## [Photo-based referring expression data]

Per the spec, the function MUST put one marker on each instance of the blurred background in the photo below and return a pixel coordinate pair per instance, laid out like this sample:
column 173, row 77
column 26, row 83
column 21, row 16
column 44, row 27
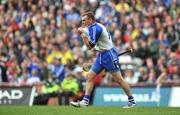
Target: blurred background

## [Exercise objective]
Give every record again without changing a word. Exclude the pictures.

## [Reply]
Per the spec, the function MUST put one marker on each instance of the blurred background in the photo below and return a pixel coordinate pair per instance, laid out like this sample:
column 173, row 77
column 26, row 83
column 21, row 16
column 44, row 27
Target: blurred background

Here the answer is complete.